▸ PROBLEM STATEMENT:
Rewrite the items from their first line through the line containing "x=74, y=234", with "instance" replaced by "occurrence" and nothing else changed.

◆ ◆ ◆ ◆

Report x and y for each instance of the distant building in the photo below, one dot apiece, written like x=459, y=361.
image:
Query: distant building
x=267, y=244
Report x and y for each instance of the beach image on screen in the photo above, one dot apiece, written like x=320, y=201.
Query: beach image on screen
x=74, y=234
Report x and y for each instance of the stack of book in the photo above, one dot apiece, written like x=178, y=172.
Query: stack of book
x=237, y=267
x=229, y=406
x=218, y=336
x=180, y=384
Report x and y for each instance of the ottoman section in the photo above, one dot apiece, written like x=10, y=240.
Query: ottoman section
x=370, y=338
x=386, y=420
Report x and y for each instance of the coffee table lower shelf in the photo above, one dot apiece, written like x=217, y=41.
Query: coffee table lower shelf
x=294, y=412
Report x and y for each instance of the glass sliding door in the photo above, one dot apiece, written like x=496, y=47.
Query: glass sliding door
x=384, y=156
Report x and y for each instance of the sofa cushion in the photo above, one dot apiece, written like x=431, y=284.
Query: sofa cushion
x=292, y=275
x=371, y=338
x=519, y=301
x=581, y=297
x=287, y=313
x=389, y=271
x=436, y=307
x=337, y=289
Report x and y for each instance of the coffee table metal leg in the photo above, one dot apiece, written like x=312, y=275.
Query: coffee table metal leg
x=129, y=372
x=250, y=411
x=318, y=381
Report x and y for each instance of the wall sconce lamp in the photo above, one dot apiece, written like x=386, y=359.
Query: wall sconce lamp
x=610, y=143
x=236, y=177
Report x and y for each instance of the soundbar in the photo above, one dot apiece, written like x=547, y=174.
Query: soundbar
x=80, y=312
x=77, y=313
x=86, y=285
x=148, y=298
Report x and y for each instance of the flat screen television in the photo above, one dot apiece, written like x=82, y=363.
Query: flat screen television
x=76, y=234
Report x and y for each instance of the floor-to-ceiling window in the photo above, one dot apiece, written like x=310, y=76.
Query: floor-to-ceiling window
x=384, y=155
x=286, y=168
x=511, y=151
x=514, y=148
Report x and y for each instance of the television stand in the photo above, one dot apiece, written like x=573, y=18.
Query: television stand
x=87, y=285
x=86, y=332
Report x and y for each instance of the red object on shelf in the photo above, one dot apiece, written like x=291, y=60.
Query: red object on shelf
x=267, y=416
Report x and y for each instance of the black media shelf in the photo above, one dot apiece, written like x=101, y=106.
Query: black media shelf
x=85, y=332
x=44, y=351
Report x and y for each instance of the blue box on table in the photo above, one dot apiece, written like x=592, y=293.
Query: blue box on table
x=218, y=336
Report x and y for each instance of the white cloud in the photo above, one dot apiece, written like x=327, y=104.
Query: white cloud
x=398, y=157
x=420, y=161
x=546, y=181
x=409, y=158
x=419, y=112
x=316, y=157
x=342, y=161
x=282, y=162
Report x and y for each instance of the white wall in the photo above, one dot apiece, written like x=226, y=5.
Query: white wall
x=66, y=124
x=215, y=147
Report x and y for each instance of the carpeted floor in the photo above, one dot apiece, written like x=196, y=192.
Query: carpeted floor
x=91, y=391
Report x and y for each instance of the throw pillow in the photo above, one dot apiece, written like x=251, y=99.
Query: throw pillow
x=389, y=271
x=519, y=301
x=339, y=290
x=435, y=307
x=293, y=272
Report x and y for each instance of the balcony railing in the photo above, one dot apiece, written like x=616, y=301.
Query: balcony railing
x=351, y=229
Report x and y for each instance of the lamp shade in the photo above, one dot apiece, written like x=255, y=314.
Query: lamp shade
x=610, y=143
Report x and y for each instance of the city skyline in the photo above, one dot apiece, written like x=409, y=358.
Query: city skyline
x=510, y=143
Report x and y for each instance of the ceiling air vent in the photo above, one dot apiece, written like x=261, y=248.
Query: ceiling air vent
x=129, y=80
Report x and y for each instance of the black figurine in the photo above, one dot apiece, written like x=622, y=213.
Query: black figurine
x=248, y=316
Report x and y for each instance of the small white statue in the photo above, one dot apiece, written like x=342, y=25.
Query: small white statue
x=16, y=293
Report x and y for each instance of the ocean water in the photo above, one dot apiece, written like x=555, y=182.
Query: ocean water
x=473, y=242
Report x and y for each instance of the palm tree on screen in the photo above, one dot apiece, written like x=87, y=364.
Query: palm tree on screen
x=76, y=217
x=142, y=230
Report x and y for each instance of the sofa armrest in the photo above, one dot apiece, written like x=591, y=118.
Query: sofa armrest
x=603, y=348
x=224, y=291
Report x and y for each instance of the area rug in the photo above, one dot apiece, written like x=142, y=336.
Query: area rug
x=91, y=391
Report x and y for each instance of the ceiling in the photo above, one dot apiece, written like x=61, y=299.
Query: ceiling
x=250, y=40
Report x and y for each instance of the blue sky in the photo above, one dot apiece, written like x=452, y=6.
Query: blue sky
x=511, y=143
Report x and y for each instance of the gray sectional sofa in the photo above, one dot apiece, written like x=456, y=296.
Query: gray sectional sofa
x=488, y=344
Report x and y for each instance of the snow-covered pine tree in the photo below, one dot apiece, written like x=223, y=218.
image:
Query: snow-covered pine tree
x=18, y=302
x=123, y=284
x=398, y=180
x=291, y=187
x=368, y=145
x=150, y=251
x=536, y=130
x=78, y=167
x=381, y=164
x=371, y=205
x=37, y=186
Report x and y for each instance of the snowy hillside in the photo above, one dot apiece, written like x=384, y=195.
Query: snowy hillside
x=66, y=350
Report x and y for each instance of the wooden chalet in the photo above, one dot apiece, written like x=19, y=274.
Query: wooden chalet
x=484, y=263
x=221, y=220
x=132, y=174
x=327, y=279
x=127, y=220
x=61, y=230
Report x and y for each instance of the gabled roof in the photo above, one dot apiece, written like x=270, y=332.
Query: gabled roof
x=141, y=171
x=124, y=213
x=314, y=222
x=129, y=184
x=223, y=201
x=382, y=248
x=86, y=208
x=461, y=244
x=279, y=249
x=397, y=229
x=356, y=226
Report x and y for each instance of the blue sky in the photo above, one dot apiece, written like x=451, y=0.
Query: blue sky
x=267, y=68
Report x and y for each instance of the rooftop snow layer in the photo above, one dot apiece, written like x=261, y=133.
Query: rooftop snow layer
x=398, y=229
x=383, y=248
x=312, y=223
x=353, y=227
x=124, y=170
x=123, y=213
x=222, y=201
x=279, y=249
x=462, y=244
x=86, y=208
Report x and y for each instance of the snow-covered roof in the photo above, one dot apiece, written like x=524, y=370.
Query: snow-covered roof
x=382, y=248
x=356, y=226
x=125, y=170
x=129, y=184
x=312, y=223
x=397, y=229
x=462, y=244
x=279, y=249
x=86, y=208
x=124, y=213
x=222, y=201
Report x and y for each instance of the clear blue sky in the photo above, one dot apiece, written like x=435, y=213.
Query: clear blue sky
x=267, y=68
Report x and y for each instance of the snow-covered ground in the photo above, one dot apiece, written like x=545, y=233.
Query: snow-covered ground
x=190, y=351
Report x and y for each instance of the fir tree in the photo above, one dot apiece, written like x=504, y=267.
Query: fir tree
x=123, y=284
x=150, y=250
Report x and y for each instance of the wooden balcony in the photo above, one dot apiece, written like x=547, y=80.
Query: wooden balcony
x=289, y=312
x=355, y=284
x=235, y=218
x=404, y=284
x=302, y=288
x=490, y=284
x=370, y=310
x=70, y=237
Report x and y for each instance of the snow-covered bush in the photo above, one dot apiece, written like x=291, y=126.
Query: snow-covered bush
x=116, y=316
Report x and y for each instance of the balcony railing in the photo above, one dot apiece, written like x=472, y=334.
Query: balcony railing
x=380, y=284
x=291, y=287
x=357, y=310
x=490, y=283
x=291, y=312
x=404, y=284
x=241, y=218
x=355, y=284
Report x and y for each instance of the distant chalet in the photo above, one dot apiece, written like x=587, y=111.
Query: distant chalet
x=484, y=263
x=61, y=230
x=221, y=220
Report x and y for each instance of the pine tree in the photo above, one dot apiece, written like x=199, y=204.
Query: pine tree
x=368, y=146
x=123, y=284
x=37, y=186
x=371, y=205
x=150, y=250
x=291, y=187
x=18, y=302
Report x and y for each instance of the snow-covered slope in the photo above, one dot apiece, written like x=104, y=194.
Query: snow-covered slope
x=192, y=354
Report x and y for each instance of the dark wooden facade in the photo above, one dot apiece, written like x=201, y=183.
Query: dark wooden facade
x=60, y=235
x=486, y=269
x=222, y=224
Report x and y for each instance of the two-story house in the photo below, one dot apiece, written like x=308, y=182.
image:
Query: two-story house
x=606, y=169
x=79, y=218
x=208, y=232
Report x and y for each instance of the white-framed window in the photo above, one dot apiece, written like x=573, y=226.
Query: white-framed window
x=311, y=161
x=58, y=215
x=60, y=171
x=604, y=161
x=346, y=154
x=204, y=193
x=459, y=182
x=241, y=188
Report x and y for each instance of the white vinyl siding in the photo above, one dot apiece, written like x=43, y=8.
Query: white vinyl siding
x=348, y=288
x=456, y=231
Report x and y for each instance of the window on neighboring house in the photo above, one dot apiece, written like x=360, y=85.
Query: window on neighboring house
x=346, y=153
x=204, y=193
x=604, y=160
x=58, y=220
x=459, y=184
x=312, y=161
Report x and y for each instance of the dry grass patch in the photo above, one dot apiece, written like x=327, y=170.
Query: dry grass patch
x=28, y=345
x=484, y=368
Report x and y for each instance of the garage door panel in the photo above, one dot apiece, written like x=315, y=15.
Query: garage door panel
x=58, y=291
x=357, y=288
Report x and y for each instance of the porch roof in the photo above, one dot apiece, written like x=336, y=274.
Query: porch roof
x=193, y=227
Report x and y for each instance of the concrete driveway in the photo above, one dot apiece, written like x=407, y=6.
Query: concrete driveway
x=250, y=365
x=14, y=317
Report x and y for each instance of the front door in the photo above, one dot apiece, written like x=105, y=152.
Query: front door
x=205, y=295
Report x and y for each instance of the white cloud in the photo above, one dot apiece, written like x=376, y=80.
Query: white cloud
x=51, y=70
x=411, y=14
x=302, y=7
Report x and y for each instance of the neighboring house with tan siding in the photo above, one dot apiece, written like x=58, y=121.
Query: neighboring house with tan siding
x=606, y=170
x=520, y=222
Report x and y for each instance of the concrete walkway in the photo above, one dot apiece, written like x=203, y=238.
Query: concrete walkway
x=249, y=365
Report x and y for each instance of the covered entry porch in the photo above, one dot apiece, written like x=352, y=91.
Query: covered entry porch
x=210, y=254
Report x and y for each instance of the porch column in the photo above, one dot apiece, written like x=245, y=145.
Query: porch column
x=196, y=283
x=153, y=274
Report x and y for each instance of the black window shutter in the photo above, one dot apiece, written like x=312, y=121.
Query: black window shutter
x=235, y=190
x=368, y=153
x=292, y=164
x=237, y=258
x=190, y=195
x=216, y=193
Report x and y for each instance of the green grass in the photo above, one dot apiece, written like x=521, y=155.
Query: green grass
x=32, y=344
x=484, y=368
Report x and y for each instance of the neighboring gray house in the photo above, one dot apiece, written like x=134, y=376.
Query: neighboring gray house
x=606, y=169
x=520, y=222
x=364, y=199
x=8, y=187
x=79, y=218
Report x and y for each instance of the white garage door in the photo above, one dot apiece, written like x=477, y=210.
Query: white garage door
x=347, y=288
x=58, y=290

◆ ◆ ◆ ◆

▸ THE RESPONSE:
Report x and y for each occurrence of the distant building in the photo below, one dot apiece, written like x=459, y=361.
image:
Query: distant building
x=267, y=244
Report x and y for each occurrence of the beach image on screen in the photo above, one dot apiece, written like x=320, y=201.
Query: beach image on screen
x=74, y=234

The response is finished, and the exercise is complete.